**Short problem 1:** Retype the passage of the quantization thread that starts with the words "Heisenberg picture ↔" and ends after "of L^2(configuration space).".

I would disagree with the first line: that Isbell duality or whatever duality interchanges deformation quantization and geometric quantization.
Oh, yes, I didn’t mean that. The duality arrow is meant only to apply to the first line. Ah, but I see now that it is misleading. Maybe I should change it.
The point that I felt like hinting at in that table is that it is not entirely a coincidence that there are two formalized concepts of quantization, because they correspond to the two different sides of reality: algebra, and geometry.
Actually it parallels that other duality: Heisenberg picture $\leftrightarrow$ Schrödinger picture
The deformation quantizuation rather has a formal parameter and is not producing a representation at a Hilbert space.
Yes, but the idea is that one can improve on that. There is “$C^\ast$-algebraic deformation quantization” which precisely studies the corrections to this deficiency (I forget if we have an $n$Lab entry about that. It is discussed on the $n$Café somewhere, you find it by searching for “Eli Hawkin”, for I once reported on a series of talks that he gave on this)
There is “$C^\ast$-algebraic deformation quantization” which precisely studies the corrections to this deficiency
Right, that is interesting. I forgot about this.
On the other hand, I would like to remind you that it is not entirely true that there are only two approaches to quantization, there are so many more major types of quantization, e.g. Weyl quantization, Fedosov quantization, path integral quantization etc.
Heisenberg picture ↔ Schrödinger picture
This duality is in a way, and more closely (sometimes even literally, e.g. in the case of free theory) achieved via the Segal-Bargmann transform between the coherent state quantization (coherent states evolve just like the classical equations for operators) and geometric quantization for the polarization which corresponds to the choice of L^2(configuration space).
I would still think that the deformation quantization is NOT necessarily, and not even generically, about algebra – the infinitesimal deformations apply to manifolds as well, and the main case of Kontsevich quantization PRECISELY does not work so well for algebraic Poisson varieties, while it works for smooth Poisson manifolds. So Kontsevich, in the case of varieties, a posteriori suggested a different framework which I think he called the semialgebraic deformation quantization.

**Records supplied:**
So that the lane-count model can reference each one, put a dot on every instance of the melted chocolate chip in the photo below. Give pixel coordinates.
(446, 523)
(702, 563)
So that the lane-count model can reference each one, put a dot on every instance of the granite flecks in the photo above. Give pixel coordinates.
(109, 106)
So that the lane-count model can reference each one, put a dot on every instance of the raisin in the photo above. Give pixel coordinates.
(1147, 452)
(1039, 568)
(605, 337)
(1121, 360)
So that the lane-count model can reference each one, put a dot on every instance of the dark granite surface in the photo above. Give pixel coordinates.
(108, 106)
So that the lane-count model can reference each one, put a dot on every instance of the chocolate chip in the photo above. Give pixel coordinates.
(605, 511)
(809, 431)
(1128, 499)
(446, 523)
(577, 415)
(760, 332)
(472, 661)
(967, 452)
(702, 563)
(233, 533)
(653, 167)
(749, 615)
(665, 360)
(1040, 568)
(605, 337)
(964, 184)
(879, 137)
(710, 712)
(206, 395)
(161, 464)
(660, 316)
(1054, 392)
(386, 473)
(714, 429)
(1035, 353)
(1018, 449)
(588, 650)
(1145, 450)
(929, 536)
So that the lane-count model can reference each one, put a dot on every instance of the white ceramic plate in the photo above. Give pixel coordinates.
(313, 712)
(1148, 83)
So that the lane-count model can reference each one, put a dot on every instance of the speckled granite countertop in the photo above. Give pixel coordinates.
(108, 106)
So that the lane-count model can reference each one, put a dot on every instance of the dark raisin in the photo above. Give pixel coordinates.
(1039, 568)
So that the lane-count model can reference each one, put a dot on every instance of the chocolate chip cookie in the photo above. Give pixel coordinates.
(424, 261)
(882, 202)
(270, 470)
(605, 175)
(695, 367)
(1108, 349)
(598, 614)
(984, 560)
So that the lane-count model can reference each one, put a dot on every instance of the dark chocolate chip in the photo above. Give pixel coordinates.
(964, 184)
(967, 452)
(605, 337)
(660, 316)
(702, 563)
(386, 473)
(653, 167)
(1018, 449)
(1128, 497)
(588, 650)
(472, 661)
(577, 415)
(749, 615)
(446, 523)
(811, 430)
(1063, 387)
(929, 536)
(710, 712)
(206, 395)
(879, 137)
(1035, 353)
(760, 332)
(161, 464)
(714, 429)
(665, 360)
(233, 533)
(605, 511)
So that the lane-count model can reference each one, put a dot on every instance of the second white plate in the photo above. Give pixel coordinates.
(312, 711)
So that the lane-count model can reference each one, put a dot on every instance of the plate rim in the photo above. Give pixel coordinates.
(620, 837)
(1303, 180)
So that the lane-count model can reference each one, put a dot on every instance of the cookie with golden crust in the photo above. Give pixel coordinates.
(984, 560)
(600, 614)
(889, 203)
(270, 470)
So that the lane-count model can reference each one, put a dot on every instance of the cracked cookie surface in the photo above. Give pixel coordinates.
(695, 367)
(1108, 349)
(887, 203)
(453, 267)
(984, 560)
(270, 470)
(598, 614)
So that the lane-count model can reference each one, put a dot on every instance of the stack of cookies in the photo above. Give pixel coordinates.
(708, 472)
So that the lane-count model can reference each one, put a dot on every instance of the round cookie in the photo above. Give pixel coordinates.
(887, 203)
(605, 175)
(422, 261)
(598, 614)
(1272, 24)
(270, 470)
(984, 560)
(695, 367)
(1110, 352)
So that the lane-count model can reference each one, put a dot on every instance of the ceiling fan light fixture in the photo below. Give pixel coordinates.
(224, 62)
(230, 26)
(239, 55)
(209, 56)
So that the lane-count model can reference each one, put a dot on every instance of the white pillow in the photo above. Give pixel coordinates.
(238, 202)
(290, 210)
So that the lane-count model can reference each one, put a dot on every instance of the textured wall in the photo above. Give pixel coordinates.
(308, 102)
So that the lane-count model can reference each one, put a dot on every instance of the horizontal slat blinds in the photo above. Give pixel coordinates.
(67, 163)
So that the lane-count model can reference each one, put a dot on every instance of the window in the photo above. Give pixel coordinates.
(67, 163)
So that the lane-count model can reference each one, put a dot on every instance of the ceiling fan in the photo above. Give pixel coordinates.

**Short problem 2:** Echo the listing above, starting at its first line and stopping after the line that contains "(1121, 360)".

**Worked solution 1:**
Heisenberg picture ↔ Schrödinger picture
This duality is in a way, and more closely (sometimes even literally, e.g. in the case of free theory) achieved via the Segal-Bargmann transform between the coherent state quantization (coherent states evolve just like the classical equations for operators) and geometric quantization for the polarization which corresponds to the choice of L^2(configuration space).

**Worked solution 2:**
So that the lane-count model can reference each one, put a dot on every instance of the melted chocolate chip in the photo below. Give pixel coordinates.
(446, 523)
(702, 563)
So that the lane-count model can reference each one, put a dot on every instance of the granite flecks in the photo above. Give pixel coordinates.
(109, 106)
So that the lane-count model can reference each one, put a dot on every instance of the raisin in the photo above. Give pixel coordinates.
(1147, 452)
(1039, 568)
(605, 337)
(1121, 360)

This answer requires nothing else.